* **Task statement**:
How many lines in the rows below contain the string "clicks"? Case counts, so give only the number.

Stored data
§

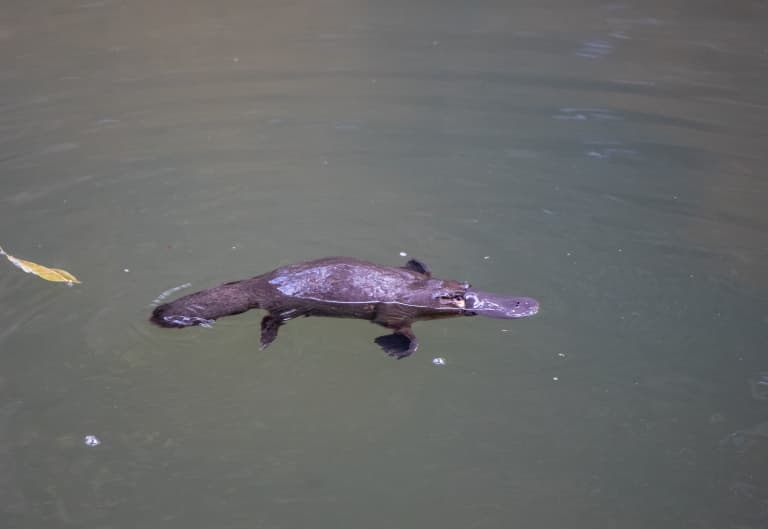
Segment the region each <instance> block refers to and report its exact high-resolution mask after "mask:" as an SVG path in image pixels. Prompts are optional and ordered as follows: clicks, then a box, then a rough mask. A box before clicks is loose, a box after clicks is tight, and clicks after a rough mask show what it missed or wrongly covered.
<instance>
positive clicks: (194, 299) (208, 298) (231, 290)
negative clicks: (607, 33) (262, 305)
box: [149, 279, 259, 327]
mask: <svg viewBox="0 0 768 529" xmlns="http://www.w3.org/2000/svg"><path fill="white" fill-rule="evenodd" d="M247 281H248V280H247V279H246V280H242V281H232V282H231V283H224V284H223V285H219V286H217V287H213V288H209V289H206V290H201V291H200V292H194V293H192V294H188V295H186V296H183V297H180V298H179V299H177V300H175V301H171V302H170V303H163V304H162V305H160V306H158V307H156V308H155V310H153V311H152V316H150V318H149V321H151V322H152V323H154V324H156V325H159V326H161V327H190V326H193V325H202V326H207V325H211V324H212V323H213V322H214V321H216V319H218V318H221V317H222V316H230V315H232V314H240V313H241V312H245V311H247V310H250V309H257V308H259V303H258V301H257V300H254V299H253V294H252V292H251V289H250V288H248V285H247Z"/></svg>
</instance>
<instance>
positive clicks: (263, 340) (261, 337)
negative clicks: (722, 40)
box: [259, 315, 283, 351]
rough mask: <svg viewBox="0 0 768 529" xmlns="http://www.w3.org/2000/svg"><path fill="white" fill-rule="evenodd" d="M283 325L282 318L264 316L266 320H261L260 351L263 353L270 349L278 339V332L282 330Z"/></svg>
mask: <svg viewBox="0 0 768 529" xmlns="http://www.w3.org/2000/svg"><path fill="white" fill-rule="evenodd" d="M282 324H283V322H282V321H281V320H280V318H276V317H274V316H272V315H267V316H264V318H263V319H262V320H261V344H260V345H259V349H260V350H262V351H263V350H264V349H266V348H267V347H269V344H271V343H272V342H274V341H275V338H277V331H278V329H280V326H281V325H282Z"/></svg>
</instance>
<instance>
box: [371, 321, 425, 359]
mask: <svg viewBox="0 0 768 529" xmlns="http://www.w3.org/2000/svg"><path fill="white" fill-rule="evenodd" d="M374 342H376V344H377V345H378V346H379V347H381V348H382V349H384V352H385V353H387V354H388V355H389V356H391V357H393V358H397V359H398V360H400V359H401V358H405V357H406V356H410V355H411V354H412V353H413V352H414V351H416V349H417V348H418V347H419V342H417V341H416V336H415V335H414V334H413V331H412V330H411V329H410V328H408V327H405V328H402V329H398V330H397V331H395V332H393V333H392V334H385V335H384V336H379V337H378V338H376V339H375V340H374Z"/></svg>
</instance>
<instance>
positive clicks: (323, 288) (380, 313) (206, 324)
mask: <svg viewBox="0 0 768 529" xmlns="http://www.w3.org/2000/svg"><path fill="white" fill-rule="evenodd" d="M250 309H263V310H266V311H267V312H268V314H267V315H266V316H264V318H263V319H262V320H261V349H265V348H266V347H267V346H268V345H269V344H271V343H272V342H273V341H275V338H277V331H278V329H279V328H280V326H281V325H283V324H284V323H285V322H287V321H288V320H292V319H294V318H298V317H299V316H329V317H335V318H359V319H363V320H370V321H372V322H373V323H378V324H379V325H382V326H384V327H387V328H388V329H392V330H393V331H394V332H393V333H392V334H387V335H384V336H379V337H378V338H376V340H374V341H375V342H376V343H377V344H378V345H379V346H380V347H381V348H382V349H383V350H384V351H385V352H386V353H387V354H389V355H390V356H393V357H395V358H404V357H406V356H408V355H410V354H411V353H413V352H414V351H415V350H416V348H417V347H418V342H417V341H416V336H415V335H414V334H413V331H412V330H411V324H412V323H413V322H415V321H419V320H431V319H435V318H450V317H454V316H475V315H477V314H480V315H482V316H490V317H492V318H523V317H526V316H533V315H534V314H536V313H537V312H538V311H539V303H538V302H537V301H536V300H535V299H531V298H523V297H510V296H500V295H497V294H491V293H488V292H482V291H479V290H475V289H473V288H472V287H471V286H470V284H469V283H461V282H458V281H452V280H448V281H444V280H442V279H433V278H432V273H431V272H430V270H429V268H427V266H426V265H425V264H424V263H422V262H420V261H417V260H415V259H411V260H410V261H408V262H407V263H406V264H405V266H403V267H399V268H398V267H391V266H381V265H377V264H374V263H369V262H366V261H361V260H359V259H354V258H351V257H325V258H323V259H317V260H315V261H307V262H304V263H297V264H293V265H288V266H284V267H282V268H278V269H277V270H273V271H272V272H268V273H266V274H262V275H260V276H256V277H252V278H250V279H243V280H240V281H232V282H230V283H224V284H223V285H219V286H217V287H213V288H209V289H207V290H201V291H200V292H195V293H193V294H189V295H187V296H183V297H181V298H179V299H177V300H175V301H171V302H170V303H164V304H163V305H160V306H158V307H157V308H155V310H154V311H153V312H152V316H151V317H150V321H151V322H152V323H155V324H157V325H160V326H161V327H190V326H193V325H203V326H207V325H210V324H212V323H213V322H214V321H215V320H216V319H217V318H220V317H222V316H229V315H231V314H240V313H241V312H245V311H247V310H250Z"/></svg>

§

* **Answer box**:
6